→ Exercise details:
Would you please repeat the data exactly as given?

● ● ● ●

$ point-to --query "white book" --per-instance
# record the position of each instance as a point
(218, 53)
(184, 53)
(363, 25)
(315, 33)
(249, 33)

● ● ● ●

→ Response to this task:
$ point-to --query "white book" --per-instance
# record the position of each instance as a point
(218, 53)
(184, 53)
(363, 25)
(315, 33)
(249, 33)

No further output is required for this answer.